[Bounding-box entries]
:::
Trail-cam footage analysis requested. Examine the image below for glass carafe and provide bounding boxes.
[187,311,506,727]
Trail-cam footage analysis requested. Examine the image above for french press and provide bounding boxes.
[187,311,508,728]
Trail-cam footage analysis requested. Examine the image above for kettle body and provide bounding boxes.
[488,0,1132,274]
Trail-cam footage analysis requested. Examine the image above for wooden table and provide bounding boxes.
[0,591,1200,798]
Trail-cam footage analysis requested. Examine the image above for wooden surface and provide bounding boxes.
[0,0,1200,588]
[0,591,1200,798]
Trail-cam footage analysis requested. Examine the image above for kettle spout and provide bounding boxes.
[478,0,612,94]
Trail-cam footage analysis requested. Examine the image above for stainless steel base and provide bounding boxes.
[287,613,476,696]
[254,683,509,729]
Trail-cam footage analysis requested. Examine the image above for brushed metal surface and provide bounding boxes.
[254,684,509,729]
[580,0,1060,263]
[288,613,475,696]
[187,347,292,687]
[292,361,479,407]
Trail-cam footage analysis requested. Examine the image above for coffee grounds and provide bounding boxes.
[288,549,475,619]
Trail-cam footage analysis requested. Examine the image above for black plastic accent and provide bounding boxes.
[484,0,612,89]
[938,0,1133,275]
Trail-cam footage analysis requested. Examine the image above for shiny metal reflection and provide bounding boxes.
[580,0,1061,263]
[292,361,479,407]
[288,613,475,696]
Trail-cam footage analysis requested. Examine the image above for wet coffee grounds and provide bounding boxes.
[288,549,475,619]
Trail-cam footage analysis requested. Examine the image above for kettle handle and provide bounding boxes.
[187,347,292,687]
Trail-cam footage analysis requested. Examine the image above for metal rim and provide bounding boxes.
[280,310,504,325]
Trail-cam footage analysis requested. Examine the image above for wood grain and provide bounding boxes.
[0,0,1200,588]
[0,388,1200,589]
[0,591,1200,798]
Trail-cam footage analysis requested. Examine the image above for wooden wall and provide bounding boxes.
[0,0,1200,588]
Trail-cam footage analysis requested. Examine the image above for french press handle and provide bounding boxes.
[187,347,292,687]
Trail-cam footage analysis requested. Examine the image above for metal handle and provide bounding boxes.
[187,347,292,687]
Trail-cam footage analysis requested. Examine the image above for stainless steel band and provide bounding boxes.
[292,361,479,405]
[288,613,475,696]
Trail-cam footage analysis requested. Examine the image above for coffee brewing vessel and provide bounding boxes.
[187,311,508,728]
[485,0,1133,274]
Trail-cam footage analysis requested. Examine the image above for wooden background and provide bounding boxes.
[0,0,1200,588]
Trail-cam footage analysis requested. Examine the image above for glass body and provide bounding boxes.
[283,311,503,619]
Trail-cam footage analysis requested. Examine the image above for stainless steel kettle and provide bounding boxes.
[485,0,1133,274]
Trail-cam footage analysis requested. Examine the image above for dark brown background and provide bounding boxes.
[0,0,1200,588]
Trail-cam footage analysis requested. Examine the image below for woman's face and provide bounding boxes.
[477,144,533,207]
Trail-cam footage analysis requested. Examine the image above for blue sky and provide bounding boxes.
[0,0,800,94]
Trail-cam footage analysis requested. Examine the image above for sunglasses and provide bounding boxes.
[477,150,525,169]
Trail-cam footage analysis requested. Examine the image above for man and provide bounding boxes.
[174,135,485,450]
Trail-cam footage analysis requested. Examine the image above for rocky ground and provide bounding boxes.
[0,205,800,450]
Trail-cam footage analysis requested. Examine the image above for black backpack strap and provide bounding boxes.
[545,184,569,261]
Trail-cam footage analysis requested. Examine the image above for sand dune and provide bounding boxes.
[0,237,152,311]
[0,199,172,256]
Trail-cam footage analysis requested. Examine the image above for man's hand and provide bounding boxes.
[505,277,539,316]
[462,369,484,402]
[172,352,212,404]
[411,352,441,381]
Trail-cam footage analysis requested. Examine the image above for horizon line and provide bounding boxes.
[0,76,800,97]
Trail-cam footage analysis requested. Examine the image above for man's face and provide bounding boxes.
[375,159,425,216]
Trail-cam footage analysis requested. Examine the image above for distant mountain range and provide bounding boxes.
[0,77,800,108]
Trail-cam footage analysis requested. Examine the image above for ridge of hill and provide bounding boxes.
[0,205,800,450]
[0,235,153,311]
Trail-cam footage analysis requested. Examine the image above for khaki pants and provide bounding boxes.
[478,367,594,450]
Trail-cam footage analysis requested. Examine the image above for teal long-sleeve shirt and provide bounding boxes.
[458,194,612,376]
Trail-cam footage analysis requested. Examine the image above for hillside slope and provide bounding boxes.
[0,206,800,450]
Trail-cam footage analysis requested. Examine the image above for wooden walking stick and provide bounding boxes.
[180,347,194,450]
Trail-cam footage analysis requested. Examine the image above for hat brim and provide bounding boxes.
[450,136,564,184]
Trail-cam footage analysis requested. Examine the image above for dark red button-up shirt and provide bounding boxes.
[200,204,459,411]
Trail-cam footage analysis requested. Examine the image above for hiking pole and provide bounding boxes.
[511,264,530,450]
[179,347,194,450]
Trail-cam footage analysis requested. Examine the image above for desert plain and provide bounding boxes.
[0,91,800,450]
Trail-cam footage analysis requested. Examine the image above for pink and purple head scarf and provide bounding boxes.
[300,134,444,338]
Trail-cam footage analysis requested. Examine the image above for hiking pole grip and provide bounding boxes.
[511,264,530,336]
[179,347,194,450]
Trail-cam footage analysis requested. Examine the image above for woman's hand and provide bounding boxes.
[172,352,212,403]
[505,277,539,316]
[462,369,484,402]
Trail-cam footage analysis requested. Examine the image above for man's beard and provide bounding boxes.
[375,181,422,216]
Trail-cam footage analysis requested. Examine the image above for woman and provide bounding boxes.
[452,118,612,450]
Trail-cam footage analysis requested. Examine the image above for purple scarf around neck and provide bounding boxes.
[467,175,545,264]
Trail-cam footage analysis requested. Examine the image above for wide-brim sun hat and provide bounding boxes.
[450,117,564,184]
:::
Can you reproduce every one of the entries above word for word, with nothing changed?

Trail-cam footage analysis requested. Examine the image below for glass carafe and provide bounding boxes.
[187,311,506,727]
Trail-cam footage analysis requested. Examine the image above for french press and provide bounding boxes.
[187,311,508,728]
Trail-cam footage analysis requested. Examine the image above for kettle body and provide bounding boxes.
[488,0,1132,274]
Trail-cam footage analysis requested. Examine the image above for wooden table and provide bounding boxes.
[0,591,1200,798]
Trail-cam footage analysis requested. Examine the image above for wooden surface and provide bounding boxes.
[0,0,1200,588]
[0,591,1200,798]
Trail-cam footage analysis requested. Examine the image above for kettle spout and provide bounding boxes.
[478,0,612,94]
Trail-cam footage analysis requested. Examine the image above for stainless steel base and provide bounding boxes.
[287,613,476,696]
[254,683,509,729]
Trail-cam footage analysis requested. Examine the image above for brushed metal surface and provide bounding boxes.
[254,684,509,729]
[580,0,1060,263]
[288,613,475,696]
[187,347,292,687]
[292,361,479,407]
Trail-cam footage analysis requested. Examine the image above for coffee grounds and provide bounding boxes.
[288,549,475,619]
Trail-cam footage analysis requested. Examine the image above for black plastic accent and provide bounding boxes.
[484,0,612,89]
[938,0,1133,275]
Trail-cam footage analysis requested. Examine the image above for shiny metal reflection and provide bounding boxes.
[580,0,1061,263]
[292,361,479,407]
[288,613,475,696]
Trail-cam footage analysis requested. Examine the image above for wet coffee grounds and provide bounding boxes.
[288,549,475,619]
Trail-cam footage analysis requested. Examine the image above for kettle handle and provide bounding boxes.
[187,347,292,687]
Trail-cam footage analysis requested. Examine the image above for metal rim and provide bounding boxes.
[280,310,504,325]
Trail-cam footage analysis requested. Examine the image above for wood grain and provide bounding boxes.
[0,0,1200,588]
[0,388,1200,589]
[0,591,1200,798]
Trail-cam footage analysis requested. Examine the image above for wooden wall and provide bounding boxes.
[0,0,1200,588]
Trail-cam footage analysis requested. Examine the image above for french press handle and provide bounding boxes.
[187,347,292,687]
Trail-cam footage analysis requested. Examine the image above for metal handle and provide bounding boxes.
[187,347,292,687]
Trail-cam footage analysis requested. Examine the image above for stainless steel band and provide bounding boxes.
[292,361,479,405]
[288,613,475,696]
Trail-cam footage analysis requested. Examine the image above for coffee brewing vessel and provide bounding boxes.
[187,311,508,728]
[485,0,1133,274]
Trail-cam footage analysis requested. Examine the image above for wooden background and provide bounding boxes.
[0,0,1200,588]
Trail-cam footage analysis requested. Examine the image above for glass body and provide bounding boxes.
[283,311,503,619]
Trail-cam footage analysis requested. Examine the image above for stainless steel kettle and provide bounding boxes.
[485,0,1133,274]
Trail-cam footage analysis requested. Examine the image above for dark brown background and provide bounding boxes.
[0,0,1200,588]
Trail-cam footage analysis requested. Examine the image below for woman's face and provide bounding boxes.
[477,144,533,207]
Trail-cam footage analysis requested. Examine the image above for blue sky and provide bounding boxes.
[0,0,800,94]
Trail-cam footage analysis requested. Examine the image above for sunglasses and provide bounding boxes.
[477,150,525,169]
Trail-cam footage analysis requested. Examine the image above for man and provide bounding boxes.
[174,135,485,450]
Trail-cam footage analysis requested. Examine the image above for rocky ground and provide bounding boxes.
[0,205,800,450]
Trail-cam footage analysis requested. Examine the image above for black backpack strap and provide bounding boxes.
[545,184,569,261]
Trail-cam footage analysis requested. Examine the image above for sand dune and provide bounding boxes.
[0,237,152,311]
[0,199,172,256]
Trail-cam footage analysis requested. Examine the image above for man's hand and provide bounding boxes.
[505,277,539,316]
[462,369,484,402]
[172,352,212,404]
[411,352,441,381]
Trail-cam footage analysis requested. Examine the image above for horizon line and provide bounding boxes.
[0,76,800,97]
Trail-cam footage analysis requested. Examine the image above for man's face and provide bounding boxes.
[375,159,425,216]
Trail-cam footage analysis requested. Examine the image above for distant mountain range and provide bounding boxes.
[0,77,800,108]
Trail-cam footage analysis requested. Examine the image above for ridge of hill and provide bounding boxes.
[0,205,800,450]
[0,235,153,311]
Trail-cam footage analysis requested. Examine the image above for khaki pants and provide bounding boxes.
[478,367,594,450]
Trail-cam footage analysis requested. Examine the image above for teal long-sleeve shirt and provide bounding boxes.
[458,194,612,376]
Trail-cam footage analysis requested. Examine the image above for hillside slope and provide bounding boxes.
[0,206,800,450]
Trail-cam footage analysis requested. Examine the image above for wooden walking stick and provide bounding boxes.
[180,347,194,450]
Trail-cam footage analysis requested. Examine the image above for hat brim and provide bounding boxes.
[450,136,564,184]
Trail-cam footage analysis requested. Examine the image above for dark red button-up shirt and provide bounding boxes.
[200,204,459,411]
Trail-cam footage analysis requested. Examine the image above for hiking pole and provide bounding boxes.
[511,264,530,450]
[179,347,194,450]
Trail-cam footage analysis requested. Examine the image above for desert plain and provide bounding boxes.
[0,91,800,450]
Trail-cam footage analysis requested. Examine the image above for pink and purple head scarf and provide bounding boxes.
[300,134,444,338]
Trail-cam footage analysis requested. Examine the image above for hiking pole grip and provide bounding boxes.
[511,264,530,336]
[179,347,194,450]
Trail-cam footage analysis requested. Examine the image above for woman's hand and provide bounding boxes.
[172,352,212,403]
[505,277,539,316]
[462,369,484,402]
Trail-cam footage analysis requested. Examine the image above for man's beard and provide bounding boxes.
[375,181,422,216]
Trail-cam footage analysis requested. Examine the image above for woman and provide bounding boxes.
[452,118,612,450]
Trail-cam footage analysis requested. Examine the image above for purple scarf around neck and provide bounding boxes.
[467,175,545,264]
Trail-cam footage analysis requested. Examine the image above for wide-brim sun hat and provide bounding boxes.
[450,117,564,184]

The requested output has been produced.